• **PASSAGE**
....................

In addition to the analysis of network traffic, a diverse range of methods for detecting ransomware has been investigated and developed. Behavioral analysis stands out as a fundamental strategy, where systems are tasked with monitoring activities that are typically indicative of ransomware, such as swift alterations in file structures or modifications in registry settings [34,36,42]. The adoption of machine learning for ransomware detection has been increasingly prominent, with these techniques harnessing algorithms to discern patterns characteristic of ransomware actions, drawing upon a wealth of historical data [3,14]. While signature-based detection continues to be extensively utilized, its efficacy tends to wane in the face of new or carefully obscured ransomware variants [2,6]. Heuristic analysis, which is centered around the recognition of ransomware based on its general characteristics rather than distinct signatures, has found broad application in recent times [25,26]. Furthermore, the deployment of decoy files or honeypots, which serve to entice and subsequently analyze ransomware in a secure environment, represents another innovative approach [28,43]. But all of those studies only focus on optional features of ransomware not required to perform its extortion functions. This study will look into how the principles of distributed ledger technology could be leveraged to bolster cybersecurity defenses against the ever-evolving threats posed by ransomware.

3. Methodology

In this section, we detail the methodology of our study.

....................

• **RECORDED INFORMATION**
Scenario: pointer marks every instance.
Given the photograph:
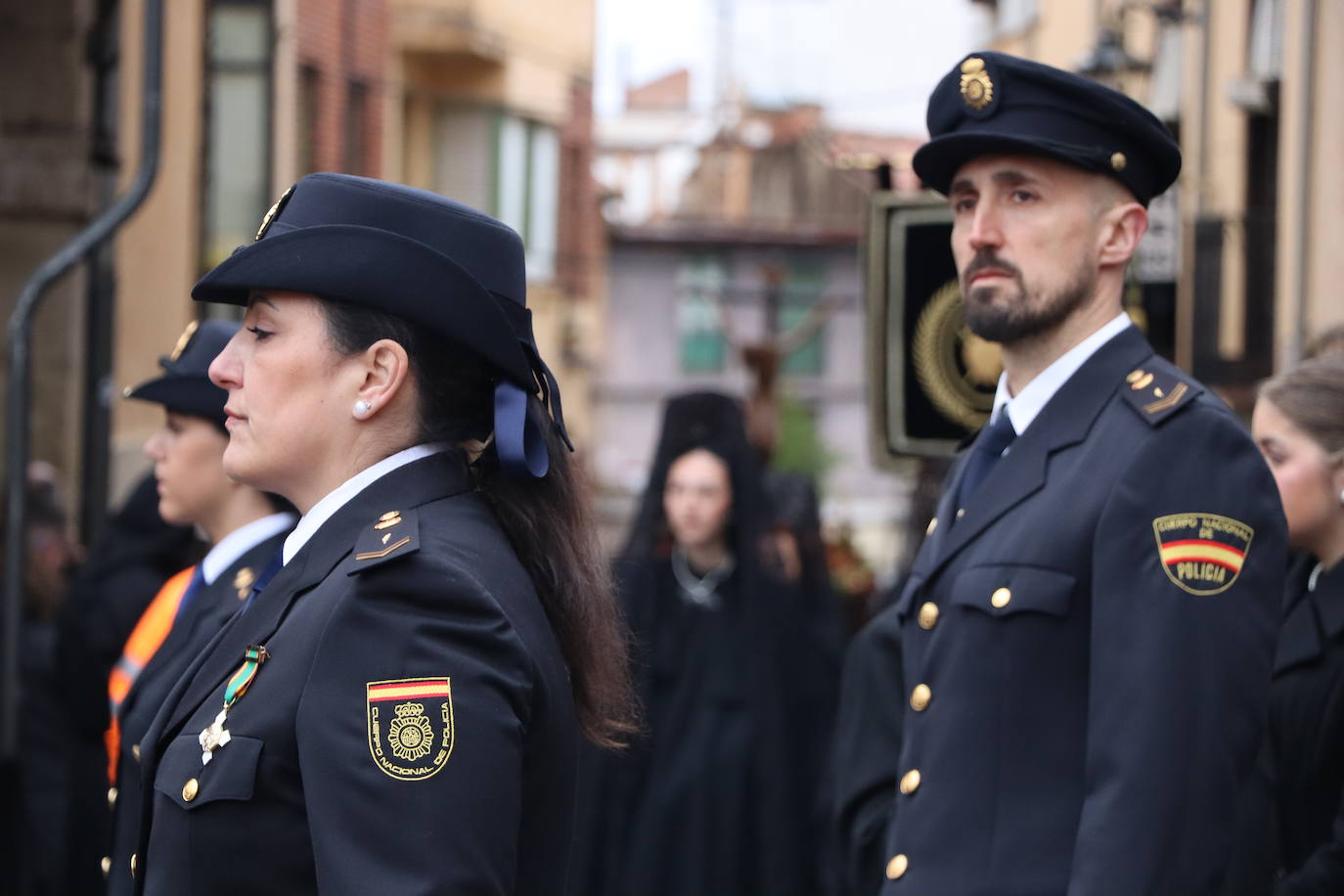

....................

• **EXERCISE BRIEF**
Please continue the ransomware detection text from its last sentence. None of the data is used here.

• **RESPONSE**
3.1. Data Collection

The data collection process for this research is two-fold, involving both the compilation of ransomware group profiles and the accumulation of network traffic datasets.

3.1.1. Ransomware Group Profiles

To understand the specific behaviors and tactics of the ransomware groups under study, comprehensive profiles were created, based on the analysis of ransomware samples collected from various sources. The following Table 2 outlines the ransomware families included in this study, the number of samples collected for each, and their sources.

3.1.2. Network Traffic Datasets

Constructing network traffic datasets is a cornerstone for analyzing ransomware’s behavioral patterns, where a simulated network environment is crucial. In this controlled environment, ransomware samples, particularly from prominent families as outlined in Table 2, are executed, and their network behaviors are carefully monitored for a period of 12 hours from the initiation of execution. This setup utilizes isolated virtual machines, each configured with diverse operating systems and settings to mirror real-world network scenarios.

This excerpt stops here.